_GIVEN DATA_:
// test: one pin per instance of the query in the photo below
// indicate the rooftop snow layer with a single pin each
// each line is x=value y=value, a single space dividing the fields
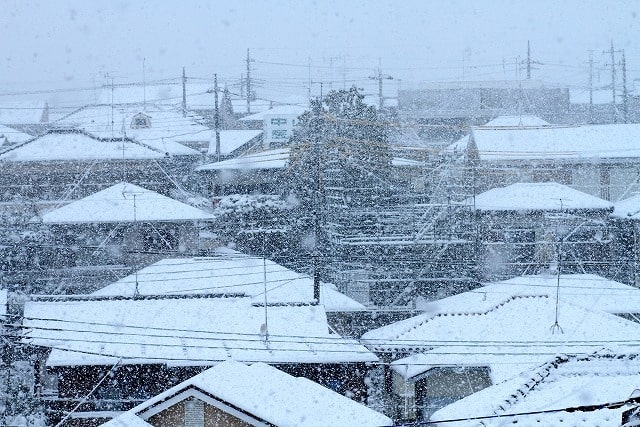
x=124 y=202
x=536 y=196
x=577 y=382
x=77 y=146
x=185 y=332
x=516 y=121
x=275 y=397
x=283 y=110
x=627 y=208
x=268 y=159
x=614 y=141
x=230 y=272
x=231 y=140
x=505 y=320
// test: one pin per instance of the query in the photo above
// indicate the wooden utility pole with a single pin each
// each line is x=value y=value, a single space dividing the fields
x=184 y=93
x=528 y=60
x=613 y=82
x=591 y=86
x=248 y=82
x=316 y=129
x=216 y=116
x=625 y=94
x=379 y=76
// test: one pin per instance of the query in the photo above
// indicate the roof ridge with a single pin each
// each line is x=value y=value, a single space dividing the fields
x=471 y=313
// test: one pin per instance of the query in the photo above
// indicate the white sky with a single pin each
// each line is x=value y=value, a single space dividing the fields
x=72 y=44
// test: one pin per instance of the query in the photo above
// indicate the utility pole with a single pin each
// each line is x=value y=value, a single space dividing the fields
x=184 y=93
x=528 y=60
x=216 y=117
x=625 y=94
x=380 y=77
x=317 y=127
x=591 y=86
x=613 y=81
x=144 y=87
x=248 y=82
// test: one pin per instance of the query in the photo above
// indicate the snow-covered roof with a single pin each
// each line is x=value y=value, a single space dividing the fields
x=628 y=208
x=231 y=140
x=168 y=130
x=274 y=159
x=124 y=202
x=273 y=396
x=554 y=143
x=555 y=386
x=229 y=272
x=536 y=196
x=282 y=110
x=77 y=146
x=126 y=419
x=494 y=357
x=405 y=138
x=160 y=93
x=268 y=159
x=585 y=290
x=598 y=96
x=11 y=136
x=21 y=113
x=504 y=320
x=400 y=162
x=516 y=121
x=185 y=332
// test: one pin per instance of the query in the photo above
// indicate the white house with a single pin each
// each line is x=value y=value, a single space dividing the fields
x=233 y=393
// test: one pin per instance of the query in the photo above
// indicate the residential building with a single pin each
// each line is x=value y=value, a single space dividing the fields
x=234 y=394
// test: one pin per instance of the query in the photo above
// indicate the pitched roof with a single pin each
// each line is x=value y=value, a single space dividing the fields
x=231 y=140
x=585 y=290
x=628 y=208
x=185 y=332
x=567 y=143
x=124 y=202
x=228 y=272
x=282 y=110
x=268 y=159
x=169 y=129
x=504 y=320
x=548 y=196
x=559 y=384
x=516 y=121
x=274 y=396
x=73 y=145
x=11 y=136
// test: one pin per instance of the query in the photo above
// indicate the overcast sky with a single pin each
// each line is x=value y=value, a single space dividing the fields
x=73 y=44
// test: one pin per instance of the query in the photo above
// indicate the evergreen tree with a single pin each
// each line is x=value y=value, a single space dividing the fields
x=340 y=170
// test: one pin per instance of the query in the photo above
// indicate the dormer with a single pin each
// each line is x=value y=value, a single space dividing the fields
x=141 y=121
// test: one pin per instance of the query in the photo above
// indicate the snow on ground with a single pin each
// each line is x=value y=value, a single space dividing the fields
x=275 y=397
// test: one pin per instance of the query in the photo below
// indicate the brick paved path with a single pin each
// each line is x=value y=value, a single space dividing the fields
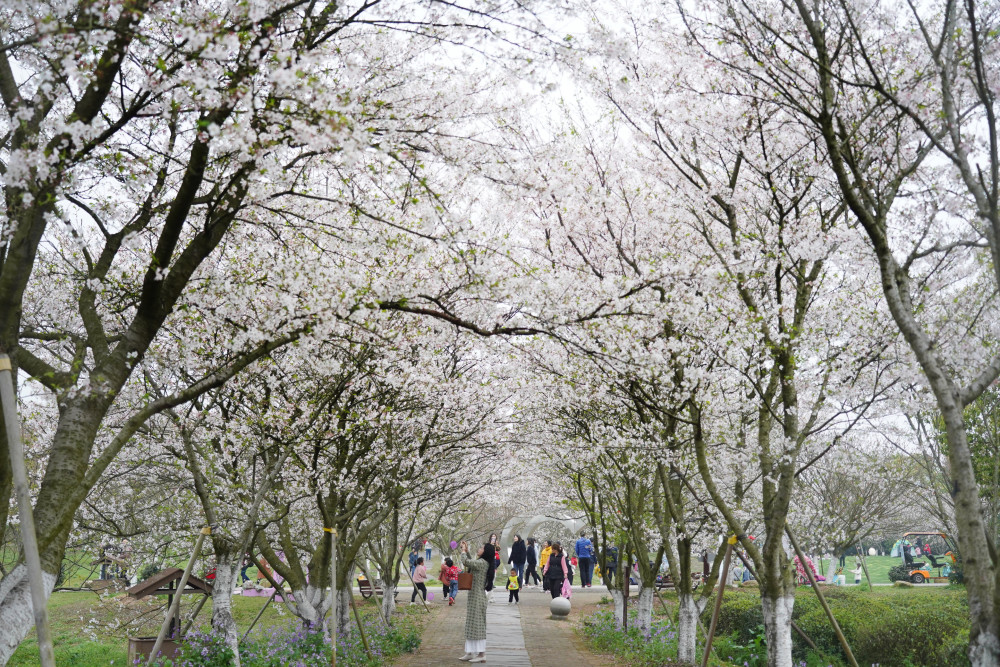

_GOAL_:
Rewrite the data from its beginning down through the line containing "x=471 y=313", renaming every "pin" as "marker" and leaving everything else unchanged. Omit the pictures from your answer.

_SOLUTION FOR THIS TASK_:
// test: one marker per instance of the query in the photo below
// indicate the rooftop snow layer with a single marker each
// each line is x=value y=value, a single space dividing the fields
x=124 y=202
x=536 y=196
x=577 y=382
x=77 y=146
x=185 y=332
x=516 y=121
x=275 y=397
x=283 y=110
x=627 y=208
x=268 y=159
x=614 y=141
x=230 y=272
x=231 y=140
x=505 y=320
// test: one marker per instance of the query in the photo above
// indicate the wooden utility pole with a single marker each
// each line is x=value y=value, a single space dividing the fields
x=184 y=93
x=528 y=60
x=613 y=82
x=591 y=86
x=248 y=82
x=316 y=129
x=216 y=116
x=625 y=94
x=379 y=76
// test: one marker per instance of the query in the photo above
// indicate the roof ridge with a single marker each
// each line is x=value y=value, a single space dividing the fields
x=471 y=313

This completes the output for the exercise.